Identify each line of the items below that contains the string "black", and copy those lines. Matching is case-sensitive.

-- BEGIN Dataset content --

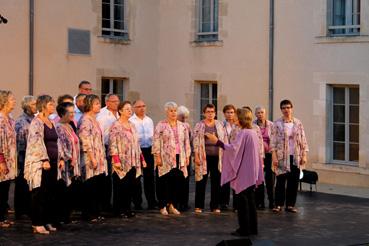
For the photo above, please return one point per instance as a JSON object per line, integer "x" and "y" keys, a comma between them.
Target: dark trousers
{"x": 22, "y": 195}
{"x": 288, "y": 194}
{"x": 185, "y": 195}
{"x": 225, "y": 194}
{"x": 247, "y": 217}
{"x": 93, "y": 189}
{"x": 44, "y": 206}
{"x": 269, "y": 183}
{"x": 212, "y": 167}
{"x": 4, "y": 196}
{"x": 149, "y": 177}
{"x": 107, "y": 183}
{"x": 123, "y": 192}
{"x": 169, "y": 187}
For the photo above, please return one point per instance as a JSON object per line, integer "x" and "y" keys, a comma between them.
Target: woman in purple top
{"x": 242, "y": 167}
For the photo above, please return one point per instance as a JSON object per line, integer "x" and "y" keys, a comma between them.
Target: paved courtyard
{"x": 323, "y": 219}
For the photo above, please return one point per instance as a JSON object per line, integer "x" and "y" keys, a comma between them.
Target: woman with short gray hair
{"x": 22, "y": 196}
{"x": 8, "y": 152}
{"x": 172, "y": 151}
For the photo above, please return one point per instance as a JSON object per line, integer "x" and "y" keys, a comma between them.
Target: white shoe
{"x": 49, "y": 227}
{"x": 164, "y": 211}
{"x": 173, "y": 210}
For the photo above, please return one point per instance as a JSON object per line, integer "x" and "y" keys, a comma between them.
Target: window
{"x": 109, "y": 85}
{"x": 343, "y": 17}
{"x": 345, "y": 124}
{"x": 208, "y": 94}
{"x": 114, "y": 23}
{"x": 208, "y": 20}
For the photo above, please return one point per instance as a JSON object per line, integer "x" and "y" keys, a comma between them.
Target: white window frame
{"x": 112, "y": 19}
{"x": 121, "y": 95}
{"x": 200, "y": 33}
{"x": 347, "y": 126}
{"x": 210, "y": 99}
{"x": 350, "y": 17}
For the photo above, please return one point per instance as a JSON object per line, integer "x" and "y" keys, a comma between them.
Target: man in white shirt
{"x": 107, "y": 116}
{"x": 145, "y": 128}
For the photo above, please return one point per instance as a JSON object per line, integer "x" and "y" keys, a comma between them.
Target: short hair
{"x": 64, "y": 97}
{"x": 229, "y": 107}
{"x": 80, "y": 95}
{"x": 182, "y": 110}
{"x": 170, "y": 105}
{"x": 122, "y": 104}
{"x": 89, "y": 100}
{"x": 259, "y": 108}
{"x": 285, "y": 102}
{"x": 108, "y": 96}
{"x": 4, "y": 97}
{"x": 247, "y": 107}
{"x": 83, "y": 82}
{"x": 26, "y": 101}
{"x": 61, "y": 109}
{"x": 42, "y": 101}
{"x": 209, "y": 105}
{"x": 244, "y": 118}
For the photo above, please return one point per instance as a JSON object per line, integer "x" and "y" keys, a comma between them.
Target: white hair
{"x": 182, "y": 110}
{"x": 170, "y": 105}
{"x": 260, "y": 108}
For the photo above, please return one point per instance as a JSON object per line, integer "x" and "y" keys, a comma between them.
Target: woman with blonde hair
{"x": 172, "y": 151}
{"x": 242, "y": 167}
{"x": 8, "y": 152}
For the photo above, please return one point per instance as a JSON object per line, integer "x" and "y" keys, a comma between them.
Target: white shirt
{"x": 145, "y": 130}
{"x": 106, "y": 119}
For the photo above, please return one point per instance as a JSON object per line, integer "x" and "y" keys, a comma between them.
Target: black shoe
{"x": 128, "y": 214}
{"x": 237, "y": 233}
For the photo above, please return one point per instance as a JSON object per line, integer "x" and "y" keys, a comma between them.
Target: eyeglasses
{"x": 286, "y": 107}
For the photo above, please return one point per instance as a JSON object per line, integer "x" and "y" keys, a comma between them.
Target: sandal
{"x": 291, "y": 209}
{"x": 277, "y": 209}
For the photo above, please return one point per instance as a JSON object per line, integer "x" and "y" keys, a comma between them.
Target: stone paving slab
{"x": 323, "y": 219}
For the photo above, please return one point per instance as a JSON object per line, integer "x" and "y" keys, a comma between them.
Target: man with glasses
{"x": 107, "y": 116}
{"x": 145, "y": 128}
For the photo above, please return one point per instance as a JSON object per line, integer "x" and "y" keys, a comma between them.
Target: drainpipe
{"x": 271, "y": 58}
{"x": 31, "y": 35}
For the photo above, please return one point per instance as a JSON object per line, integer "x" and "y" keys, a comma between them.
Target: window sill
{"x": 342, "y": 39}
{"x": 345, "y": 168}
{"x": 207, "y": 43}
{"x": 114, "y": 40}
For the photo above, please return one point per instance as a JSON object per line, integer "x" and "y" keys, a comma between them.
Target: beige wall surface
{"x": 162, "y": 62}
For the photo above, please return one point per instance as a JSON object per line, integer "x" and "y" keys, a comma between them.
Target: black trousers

-- END Dataset content --

Answer.
Target: black shoe
Target: black trousers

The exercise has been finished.